§ **Actions to take**
1/ In the passage on the New Testament canon, in what year did Athanasius of Alexandria circulate the first known list of exactly 27 books?
2/ Extend the passage on the New Testament canon by writing what follows its final sentence.

§ **Source text**
Clearly, the late-2nd century church had not reached a consensus – different regions had different collections of writings. Later, church fathers like Origen (early 3rd cent.) and Eusebius (early 4th cent.) acknowledged that some books were disputed or only “accepted by some,” including Revelation, Jude, 2 Peter, 2 and 3 John, etc.

Only in 367 A.D. did Athanasius of Alexandria circulate the first known list of exactly the 27 New Testament books we recognize today, and regional Church Councils (e.g. Carthage in 397 A.D.) soon affirmed the same. In other words, a “final” New Testament canon was imposed in the late 4th century by Catholic bishops – long after the apostolic era.

This canon was a hallmark of the emerging Roman Catholic and Eastern Orthodox establishment. The same 4th–5th century Church that formulated orthodox creeds and wielded imperial power also decided which books to include. Protestants often condemn those councils and traditions – yet unwittingly rely on their decisions for the content of Scripture! They forget that the Bible didn’t originate with a table of contents. By clinging to the 27-book canon defined by a post-apostolic Church, Protestants are, in practice, submitting to that Church’s authority even as they deny it. This uncritical acceptance of the traditional biblical canon is rooted in a non-apostolic tradition shaped by a corrupted church.

Many Christians naively assume all books in the Bible are equally authoritative simply because they’re in the Bible, never investigating how they got there. But as we’ve seen, the canon was not handed down by Jesus or the apostles – it was the result of messy historical politics. Conservative evangelicals will also readily admit this. Different books had different statuses in earliest Christianity, and some included books were viewed with skepticism for centuries. To truly return to “apostolic” Christianity, we must be willing to question the canon itself and distinguish the core apostolic writings from later, lesser traditions.

The Gospel of John – An Artificially Crafted Narrative

Among the four Gospels, John stands out as the most dubious and theologically extreme, so much so that many early Christians and modern scholars alike have questioned its place (issueswithjohn.com).

§ **Supplied data**
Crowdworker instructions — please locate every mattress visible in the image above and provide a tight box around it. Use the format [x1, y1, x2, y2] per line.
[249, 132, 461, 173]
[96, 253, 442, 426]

§ **The answers**
1/ 367 A.D.

2/
The Fourth Gospel, known as John, radically deviates from the faith taught by the apostles in Luke-Acts and Paul’s letters. Whereas Luke-Acts and Paul emphasize Jesus as God’s appointed Messiah and risen Lord, John introduces a radically different portrait – a cosmic Logos who pre-existed with God, speaking long mystical discourses not found elsewhere. It is no coincidence that the first Christians to embrace John were Gnostic heretics in the second century, who found its lofty language useful for their philosophies. Various groups of early believers, including the Ebionites, rejected John. Even some later groups were uneasy with John; a group in Asia Minor (derisively nicknamed the “Alogians”) refused John’s Gospel and Revelation, likely seeing their content as aberrant. This early controversy alone is a red flag: would a truly apostolic Gospel be spurned by those striving to follow the apostles’ teachings, and welcomed by those spinning new doctrines?

Modern critical scholarship confirms John is a theological interpretation, not an eyewitness historical account on par with the Synoptics. Famed New Testament scholar James D. G. Dunn noted that since the 1800s, scholars increasingly conclude John’s Gospel is determined much more by [the author’s] own theological concerns than by historical concerns.  The differences between John and the other Gospels are so stark that “it can no longer be regarded as a good source for the life of Jesus,” and it certainly “cannot be treated on the same level” as Matthew, Mark, and Luke. Dunn bluntly concluded: “John’s gospel cannot be regarded as a source for the life and teaching of Jesus of the same order as the Synoptics… mostly it must serve as a secondary source.” In other words, if we seek the earliest and most factual testimony of Jesus’s ministry, we go to Luke (and the other Synoptics) first, and maybe use John only sparingly as a later, less reliable supplement. Another eminent scholar, C.H. Dodd, agreed that for “strictly historical material with minimal interpretation we must not go to the Fourth Gospel… it is to the Synoptic Gospels that we must go to recover the oldest and purest tradition of the facts.” John is simply not “apostolic history” – it’s a theological treatise.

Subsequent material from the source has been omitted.